Document text:
━━━━━━━━━━━━━━━━

Evaluation of Adaptive Systems for Human-Autonomy Teaming (EASyHAT)

Human-Autonomy Teaming (HAT) describes situations where people cooperate with artificially intelligent autonomous agents to perform some function. In a general sense, we can envision heterogeneous teams composed of autonomous participants each using either human or artificial intelligence. These relationships can take on different structures depending on the level of supervision the humans can exert and the level of intelligence and autonomy provided by the non-human agents.

In this third in a series of IJCAI workshops on Human-Autonomy Teaming, we intend to delve further into the problem of evaluation. Software engineering tools and techniques for evaluating the quality of traditionally developed software capabilities are well studied and many approaches are mature. System components developed through learning from data are less easily tested for mission critical systems. Reserving a portion of the data sample for testing provides a statistical measure of quality relative to the overall sample of the particular type of data for a particular component of what may be one in a series of learned models in a complex system. The quality of the overall system as it relates to a complex mission are less well known. Add to the problem the desire to allow models to adapt while deployed in lifelong learning approaches and complexity is further increased. Humans bring another element of quality assessment to the problem. Their interaction with the adaptive artificially intelligent components must also be evaluated in some way. Humans will adapt to the changing behaviors of the autonomy in ways that are currently unpredictable.

Some of the topics of interest include, but are not limited to the following:

  • The utilization of formal methods in conjunction with learned statistical models.
  • Bias in both laboratory and lifelong learning
  • Preventing damage from adversarial examples
  • Human adaptation to changing artificial intelligence
  • Complex systems using multiple learned models
  • Effective use of simulation and real-world testing
  • Effects of computational time limits in the human-autonomy team
  • Effects of communication between teammates on evaluation
  • Evaluating transfer and incremental learning
  • Effects of trust and transparency

━━━━━━━━━━━━━━━━

Raw records:
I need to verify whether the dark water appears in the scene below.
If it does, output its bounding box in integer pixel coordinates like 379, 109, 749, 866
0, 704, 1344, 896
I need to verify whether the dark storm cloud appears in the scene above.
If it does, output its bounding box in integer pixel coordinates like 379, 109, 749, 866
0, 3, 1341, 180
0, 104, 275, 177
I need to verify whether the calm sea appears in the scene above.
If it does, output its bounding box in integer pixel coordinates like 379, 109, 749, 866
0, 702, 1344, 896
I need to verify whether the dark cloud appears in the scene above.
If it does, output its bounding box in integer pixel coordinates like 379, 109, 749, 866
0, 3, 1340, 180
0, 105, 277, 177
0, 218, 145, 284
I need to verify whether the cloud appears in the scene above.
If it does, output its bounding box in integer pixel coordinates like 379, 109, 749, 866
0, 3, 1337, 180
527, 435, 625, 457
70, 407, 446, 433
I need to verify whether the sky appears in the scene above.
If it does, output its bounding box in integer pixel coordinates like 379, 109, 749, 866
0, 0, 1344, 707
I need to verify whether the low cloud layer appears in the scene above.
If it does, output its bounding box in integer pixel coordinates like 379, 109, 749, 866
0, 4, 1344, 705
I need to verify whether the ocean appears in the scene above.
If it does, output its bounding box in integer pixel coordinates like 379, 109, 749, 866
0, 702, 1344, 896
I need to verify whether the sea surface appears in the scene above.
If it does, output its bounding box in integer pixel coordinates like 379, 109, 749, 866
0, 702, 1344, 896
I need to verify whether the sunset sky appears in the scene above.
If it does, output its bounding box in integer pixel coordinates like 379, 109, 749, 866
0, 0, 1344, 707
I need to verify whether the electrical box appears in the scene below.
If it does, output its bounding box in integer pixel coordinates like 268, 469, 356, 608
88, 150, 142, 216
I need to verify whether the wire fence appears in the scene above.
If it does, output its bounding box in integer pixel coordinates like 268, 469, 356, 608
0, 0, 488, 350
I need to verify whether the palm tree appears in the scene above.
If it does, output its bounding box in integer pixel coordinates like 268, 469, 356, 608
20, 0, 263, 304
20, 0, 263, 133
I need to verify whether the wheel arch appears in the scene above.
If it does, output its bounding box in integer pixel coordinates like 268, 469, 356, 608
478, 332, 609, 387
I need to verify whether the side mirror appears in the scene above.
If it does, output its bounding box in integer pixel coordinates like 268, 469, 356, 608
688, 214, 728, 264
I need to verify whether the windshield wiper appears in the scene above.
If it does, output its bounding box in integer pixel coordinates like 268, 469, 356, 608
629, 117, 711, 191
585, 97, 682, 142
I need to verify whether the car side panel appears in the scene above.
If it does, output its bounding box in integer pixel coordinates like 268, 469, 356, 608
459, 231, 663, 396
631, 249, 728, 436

━━━━━━━━━━━━━━━━

Set tasks:
1/ Please write out the passage of the workshop description between "Human-Autonomy Teaming (HAT)" and "the non-human agents.", inclusive.
2/ Where in its series does the workshop description place this workshop?
The records stand apart from the workshop description and are unrelated to it.

Answers provided:
1/
Human-Autonomy Teaming (HAT) describes situations where people cooperate with artificially intelligent autonomous agents to perform some function. In a general sense, we can envision heterogeneous teams composed of autonomous participants each using either human or artificial intelligence. These relationships can take on different structures depending on the level of supervision the humans can exert and the level of intelligence and autonomy provided by the non-human agents.

2/ It is the third in a series of IJCAI workshops on Human-Autonomy Teaming.